[Dataset items]
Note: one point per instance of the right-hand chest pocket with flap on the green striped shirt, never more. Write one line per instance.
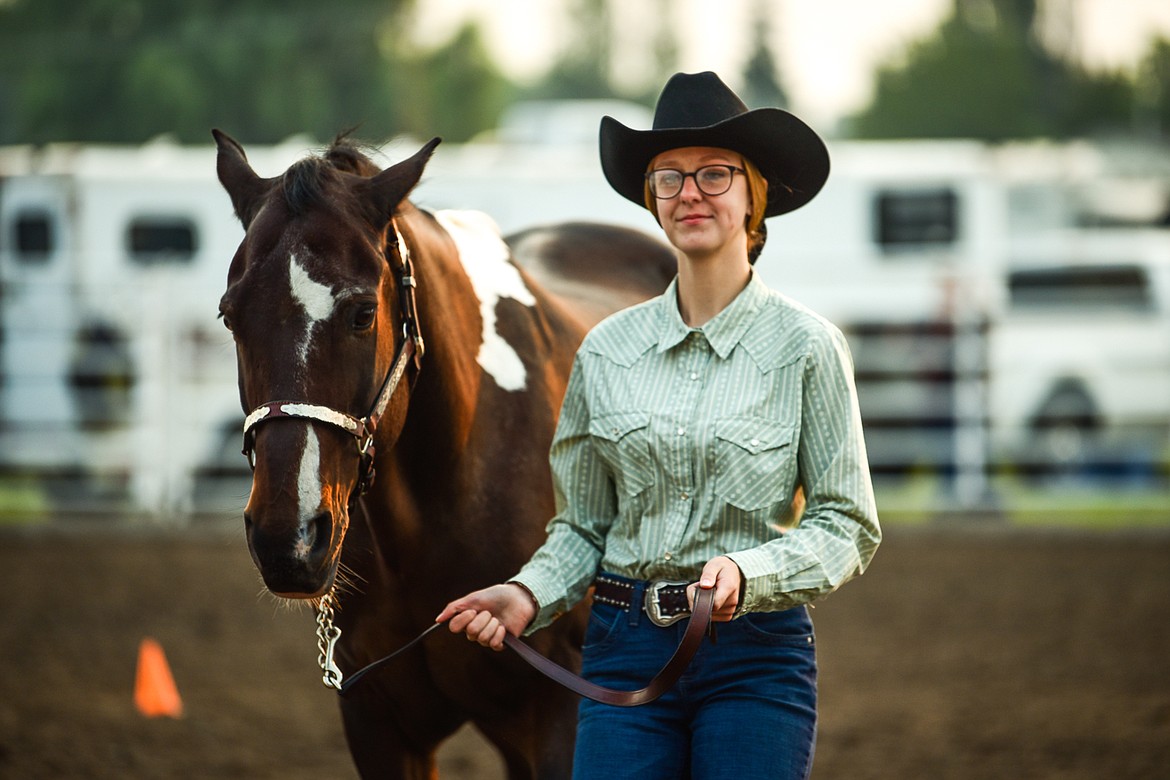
(755, 461)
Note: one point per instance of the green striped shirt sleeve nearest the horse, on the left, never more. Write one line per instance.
(562, 570)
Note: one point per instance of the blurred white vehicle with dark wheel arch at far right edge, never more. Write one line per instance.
(1080, 354)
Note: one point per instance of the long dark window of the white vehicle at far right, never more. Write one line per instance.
(1099, 287)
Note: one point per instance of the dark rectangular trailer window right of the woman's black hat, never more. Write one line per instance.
(919, 218)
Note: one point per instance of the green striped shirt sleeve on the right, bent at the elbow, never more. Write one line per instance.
(839, 531)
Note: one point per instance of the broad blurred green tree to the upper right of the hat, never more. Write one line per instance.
(986, 75)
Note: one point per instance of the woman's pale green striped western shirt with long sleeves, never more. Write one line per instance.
(677, 445)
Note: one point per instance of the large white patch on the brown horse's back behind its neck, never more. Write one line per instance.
(487, 261)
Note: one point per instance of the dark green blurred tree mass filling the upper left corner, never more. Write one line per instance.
(127, 71)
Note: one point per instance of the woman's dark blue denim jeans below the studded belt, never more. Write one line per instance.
(746, 709)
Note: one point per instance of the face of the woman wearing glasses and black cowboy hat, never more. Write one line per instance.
(698, 224)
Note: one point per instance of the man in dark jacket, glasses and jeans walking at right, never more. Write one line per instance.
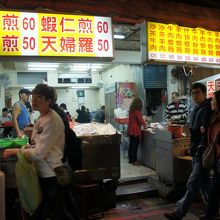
(199, 178)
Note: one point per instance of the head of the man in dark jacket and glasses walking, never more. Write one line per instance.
(198, 92)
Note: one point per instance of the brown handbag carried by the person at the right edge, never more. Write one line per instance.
(208, 157)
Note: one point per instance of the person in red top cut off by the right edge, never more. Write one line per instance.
(213, 133)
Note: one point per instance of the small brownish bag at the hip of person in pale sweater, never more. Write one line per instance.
(64, 174)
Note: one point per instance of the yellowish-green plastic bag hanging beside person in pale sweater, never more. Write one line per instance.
(28, 184)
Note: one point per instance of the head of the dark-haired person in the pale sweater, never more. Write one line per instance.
(43, 97)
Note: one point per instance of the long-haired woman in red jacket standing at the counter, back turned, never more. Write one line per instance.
(134, 128)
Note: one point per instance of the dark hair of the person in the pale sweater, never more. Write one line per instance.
(47, 91)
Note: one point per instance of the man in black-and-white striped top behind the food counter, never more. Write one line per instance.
(176, 111)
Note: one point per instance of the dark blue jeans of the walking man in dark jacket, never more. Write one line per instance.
(199, 179)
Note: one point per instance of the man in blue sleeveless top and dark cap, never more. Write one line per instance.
(20, 116)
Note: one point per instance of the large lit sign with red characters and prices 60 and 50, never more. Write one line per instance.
(40, 34)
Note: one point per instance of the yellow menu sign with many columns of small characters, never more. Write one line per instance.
(169, 42)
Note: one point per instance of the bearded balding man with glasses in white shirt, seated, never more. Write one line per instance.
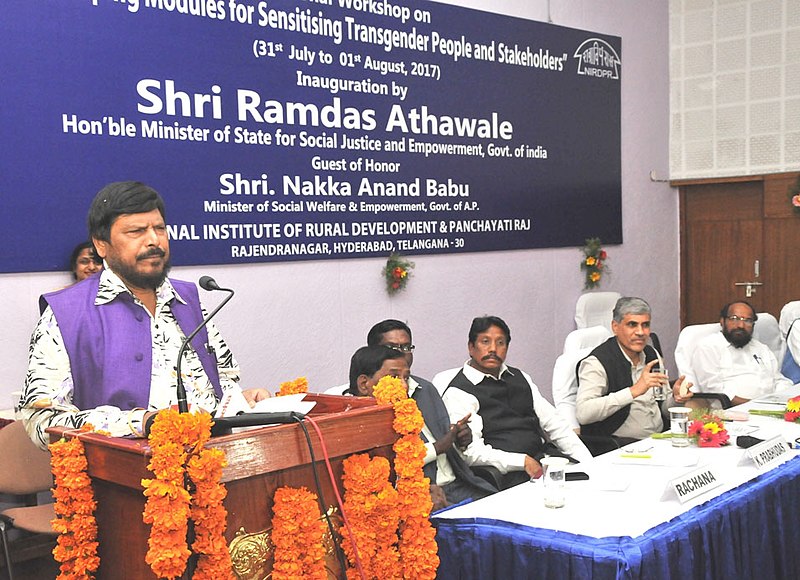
(734, 363)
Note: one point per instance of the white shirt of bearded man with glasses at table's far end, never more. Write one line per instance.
(748, 372)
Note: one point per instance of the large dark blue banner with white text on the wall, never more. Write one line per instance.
(295, 130)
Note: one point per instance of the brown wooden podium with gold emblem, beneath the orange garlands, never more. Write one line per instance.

[To do]: Any picture in the data is to be skipped, while each line is returned exactly as written.

[Exercise answer]:
Note: one point per instance of the right-hand chest pocket with flap on the green striped shirt, never more. Write one line per instance.
(755, 461)
Note: one point per instance of the green striped shirt sleeve nearest the horse, on the left, never more. Write one line per instance.
(562, 570)
Note: one point per instance of the blurred white vehicle with dark wheel arch at far right edge, never more. Write one line per instance.
(1080, 354)
Note: one point per instance of the long dark window of the white vehicle at far right, never more. Write one line per instance.
(1099, 287)
Note: one point per instance of the dark rectangular trailer window right of the woman's black hat, never more. Write one line per instance.
(919, 218)
Note: one point per instance of the green striped shirt sleeve on the right, bent at the elbow, never more. Write one line per instance.
(839, 531)
Note: one point per instance of the broad blurred green tree to the upper right of the hat, never more. Write one line per instance.
(986, 75)
Note: one point per instance of the woman's pale green striped western shirt with long sleeves, never more. Write one line per instance.
(677, 445)
Note: one point per instance of the large white patch on the brown horse's back behind its neck, never more. Write one line per instance.
(487, 261)
Note: one point per instance of the dark green blurred tree mass filling the upper left corner, never more. Write one line per instance.
(127, 71)
Note: one point per instance of the woman's dark blue denim jeans below the studded belt, never more. Write one line per instance.
(746, 709)
Note: one point per instance of the face of the woman wearing glasses and black cowboy hat, never more. Write one line per instance.
(698, 224)
Note: one point per instance of the man in dark jacket, glasses and jeans walking at right, never more. Write one line per instance.
(199, 178)
Note: one point per instance of the head of the man in dark jacket and glasses walking, never more. Write one line per instance.
(198, 92)
Note: one point per instance of the brown handbag carried by the person at the right edge, never more. Write one line per instance.
(208, 157)
Note: one point per instance of the person in red top cut off by the right edge, never more. Write one line per instance.
(213, 133)
Note: one point per instance of the small brownish bag at the hip of person in pale sweater, never more. Write one line per instance.
(64, 174)
Note: one point per instance of the yellowish-green plastic bag hanging beside person in pale sweater, never more. Write one line per instance.
(28, 184)
Note: one point per instance of the head of the dark-haired person in the pale sweater, never more. Write one line per instance.
(43, 97)
Note: one point per instance of the long-haired woman in red jacket standing at the counter, back turned, never more. Write one line per instance.
(134, 128)
Note: one point per instance of the dark hair of the person in the pale sweater, never more. Write one line per instance.
(47, 91)
Note: one point per instance of the man in black-and-white striped top behind the food counter, never more. Write one line per instance.
(176, 111)
Note: one point per instance of the dark blue jeans of the walking man in dark jacket, never more. Write one line per instance.
(199, 179)
Note: one point per instance of the man in blue sleeveless top and dark cap, never more. Write one line per instance.
(20, 116)
Note: one point per instance of the large lit sign with red characters and prices 60 and 50, never more. Write one line per instance.
(40, 34)
Note: one point per instance of the yellow menu sign with many columns of small characters, never more. Write one line per instance.
(169, 42)
Note: one point per instance of the bearded balding man with glasses in white shirt, seated, never more. Write one line per instance.
(734, 363)
Note: one point per instance of the white shirt of bearded man with glasses at table's far end, never more. Write one line per instance.
(748, 372)
Note: one point per instance of the large dark blue banner with white text on the wall, never more. Write one line per instance.
(295, 130)
Note: one point per instance of the brown wooden podium with gold emblem, beneath the orange garlands, never more. Write one line per instance.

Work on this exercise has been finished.